BEGIN Input for this task

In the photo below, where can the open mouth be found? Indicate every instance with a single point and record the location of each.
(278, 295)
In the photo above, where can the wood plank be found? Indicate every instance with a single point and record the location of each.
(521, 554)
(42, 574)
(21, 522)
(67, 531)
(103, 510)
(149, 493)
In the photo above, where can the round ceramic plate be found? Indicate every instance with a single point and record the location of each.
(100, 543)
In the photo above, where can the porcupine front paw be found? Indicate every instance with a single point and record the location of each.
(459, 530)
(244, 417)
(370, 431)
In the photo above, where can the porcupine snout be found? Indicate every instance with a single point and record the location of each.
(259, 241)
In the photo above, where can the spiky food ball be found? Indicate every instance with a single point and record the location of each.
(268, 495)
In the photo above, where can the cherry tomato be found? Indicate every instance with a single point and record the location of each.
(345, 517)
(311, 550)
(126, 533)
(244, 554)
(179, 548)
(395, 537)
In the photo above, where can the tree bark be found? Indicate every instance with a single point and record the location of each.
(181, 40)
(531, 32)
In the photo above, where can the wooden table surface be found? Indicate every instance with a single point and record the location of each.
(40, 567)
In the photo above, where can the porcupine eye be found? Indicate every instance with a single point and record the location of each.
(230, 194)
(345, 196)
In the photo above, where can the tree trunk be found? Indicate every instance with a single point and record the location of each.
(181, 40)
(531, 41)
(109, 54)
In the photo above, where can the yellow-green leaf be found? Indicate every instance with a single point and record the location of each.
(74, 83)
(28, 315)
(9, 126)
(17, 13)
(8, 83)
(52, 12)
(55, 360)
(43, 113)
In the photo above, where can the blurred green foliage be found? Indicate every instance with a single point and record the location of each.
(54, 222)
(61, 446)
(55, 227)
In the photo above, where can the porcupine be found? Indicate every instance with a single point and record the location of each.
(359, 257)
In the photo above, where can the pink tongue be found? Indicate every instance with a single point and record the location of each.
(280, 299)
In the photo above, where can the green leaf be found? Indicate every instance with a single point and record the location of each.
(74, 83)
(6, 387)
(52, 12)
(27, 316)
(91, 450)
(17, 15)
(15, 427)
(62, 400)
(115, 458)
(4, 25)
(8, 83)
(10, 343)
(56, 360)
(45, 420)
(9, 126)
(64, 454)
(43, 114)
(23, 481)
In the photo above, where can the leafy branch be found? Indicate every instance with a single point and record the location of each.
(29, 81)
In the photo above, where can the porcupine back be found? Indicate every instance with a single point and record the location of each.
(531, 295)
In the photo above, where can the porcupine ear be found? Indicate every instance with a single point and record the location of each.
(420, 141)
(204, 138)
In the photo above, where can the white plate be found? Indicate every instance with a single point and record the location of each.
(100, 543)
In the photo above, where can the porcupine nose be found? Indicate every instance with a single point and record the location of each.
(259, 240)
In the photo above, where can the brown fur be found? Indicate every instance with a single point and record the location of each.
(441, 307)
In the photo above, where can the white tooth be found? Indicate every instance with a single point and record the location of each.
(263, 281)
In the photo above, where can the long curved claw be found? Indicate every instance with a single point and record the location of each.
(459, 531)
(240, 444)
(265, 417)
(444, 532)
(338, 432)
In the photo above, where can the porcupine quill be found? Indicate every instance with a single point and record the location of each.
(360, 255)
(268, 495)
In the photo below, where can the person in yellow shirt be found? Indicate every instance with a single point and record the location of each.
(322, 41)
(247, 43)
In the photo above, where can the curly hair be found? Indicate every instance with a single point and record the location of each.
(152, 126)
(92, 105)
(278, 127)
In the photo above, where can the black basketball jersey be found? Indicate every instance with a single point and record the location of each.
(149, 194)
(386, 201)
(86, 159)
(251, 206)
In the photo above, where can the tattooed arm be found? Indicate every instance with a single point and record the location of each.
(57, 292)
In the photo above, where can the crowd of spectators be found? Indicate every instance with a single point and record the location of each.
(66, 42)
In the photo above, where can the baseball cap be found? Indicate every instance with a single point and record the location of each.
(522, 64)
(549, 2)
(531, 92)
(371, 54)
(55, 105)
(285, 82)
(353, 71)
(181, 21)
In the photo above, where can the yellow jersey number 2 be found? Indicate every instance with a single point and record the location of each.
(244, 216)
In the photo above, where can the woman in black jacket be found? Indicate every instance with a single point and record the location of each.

END Input for this task

— What to produce —
What is needed is the data above, output in full and exactly as it stands.

— Response for this exercise —
In the photo below, where can the open mouth be found? Indicate every instance with a single point and record the location of each.
(278, 295)
In the photo above, where can the wood plank be found? Indicate every instance with a single point and record the location of each.
(521, 554)
(42, 574)
(21, 522)
(67, 531)
(103, 510)
(149, 493)
In the photo above, where can the round ceramic plate be found? Indicate every instance with a single point and record the location of each.
(100, 543)
In the photo above, where can the porcupine front paw be found? Indicate every instance with a single point and record the location of each.
(459, 530)
(244, 417)
(370, 431)
In the photo above, where can the porcupine snout be found? Indicate every instance with a single point and record the location of each.
(259, 241)
In the photo above, where can the spiky food ball be found? Indicate every instance with a single point and record the location of each.
(268, 495)
In the photo above, where can the cherry tomato be found? Indicate every instance with a single point and record the location of each.
(345, 517)
(311, 550)
(126, 533)
(244, 554)
(179, 548)
(395, 537)
In the photo above, where can the tree bark be found? Indicate every instance with a single point and record the location of each.
(181, 40)
(531, 32)
In the photo above, where can the wooden table surface be found? Indicate every instance with a single point and record the location of each.
(40, 567)
In the photo above, where can the porcupine eye be found? Indicate every instance with a single point and record the location of each.
(230, 194)
(345, 196)
In the photo above, where can the tree trunk be found? Indicate every instance with a single point and record the location of each.
(181, 40)
(531, 41)
(109, 54)
In the photo above, where can the yellow-green leaf be found? Indicate every instance with a single point and record the location of each.
(74, 83)
(28, 315)
(9, 126)
(17, 13)
(8, 83)
(52, 12)
(55, 360)
(43, 113)
In the photo above, where can the blurred green foliage be found? Indicate every instance with a single point and record the location of each.
(54, 222)
(61, 446)
(55, 227)
In the photo above, where can the porcupine be found? Indicate every instance with a single point and record the location of each.
(359, 257)
In the photo above, where can the pink tongue be found? Indicate every instance with a single point and record the location of each.
(280, 299)
In the photo above, where can the green leaf be found? Indicate every instance with a single point and record the location of each.
(74, 83)
(6, 387)
(52, 12)
(27, 316)
(91, 450)
(17, 15)
(15, 427)
(62, 400)
(115, 458)
(4, 25)
(8, 83)
(10, 343)
(56, 360)
(45, 420)
(9, 126)
(64, 454)
(43, 114)
(23, 481)
In the photo above, where can the leafy branch be found? Indicate every instance with a single point and record the location of each.
(29, 81)
In the photo above, where can the porcupine back be found? Indicate every instance with a single point and record the location of each.
(531, 295)
In the photo above, where can the porcupine ear be found? Indicate every instance with a single point and record the location of each.
(420, 141)
(204, 138)
In the photo above, where can the white plate be found? Indicate every instance with a single point and record the location of each.
(100, 543)
In the photo above, where can the porcupine nose be found? Indicate every instance with a single point and record the location of each.
(259, 240)
In the photo above, where can the brown fur be found? Indicate every instance with a single point and record the location of each.
(441, 307)
In the photo above, where can the white tooth be found? Indicate every instance with a single point and record the location of each.
(263, 281)
In the photo above, where can the long curved claw be found? Indicate every instance with a single point and record the location of each.
(459, 531)
(240, 444)
(265, 417)
(444, 532)
(338, 432)
In the photo above, where can the porcupine quill be found? Indicate every instance with a single point and record the location of each.
(360, 255)
(268, 495)
In the photo below, where can the person in yellow shirt be found? Indicate every instance with a single point and record the location of each.
(322, 41)
(247, 43)
In the photo above, where can the curly hair be found? Indicate every instance with a single point and record the location of each.
(152, 126)
(92, 105)
(278, 127)
In the photo above, where can the black basketball jersey be found? Indicate every instance with a single point and record the location of each.
(149, 194)
(386, 201)
(86, 159)
(251, 206)
In the photo above, where can the tattooed arm be found? Indicate every instance with a single point and record the location of each.
(57, 292)
In the photo above, where can the crowd of spectators be found? Indicate every instance with a single point and record the location of each.
(66, 42)
In the photo above, where can the baseball cap be found? Indicate every instance with a single point and record the location of each.
(522, 64)
(549, 2)
(531, 92)
(371, 54)
(55, 105)
(285, 82)
(353, 71)
(181, 21)
In the photo above, where can the yellow jersey number 2 be found? Indicate every instance with a single point and record the location of each.
(244, 216)
In the photo above, where can the woman in black jacket be found? Indicate every instance with a single point and record the location of each.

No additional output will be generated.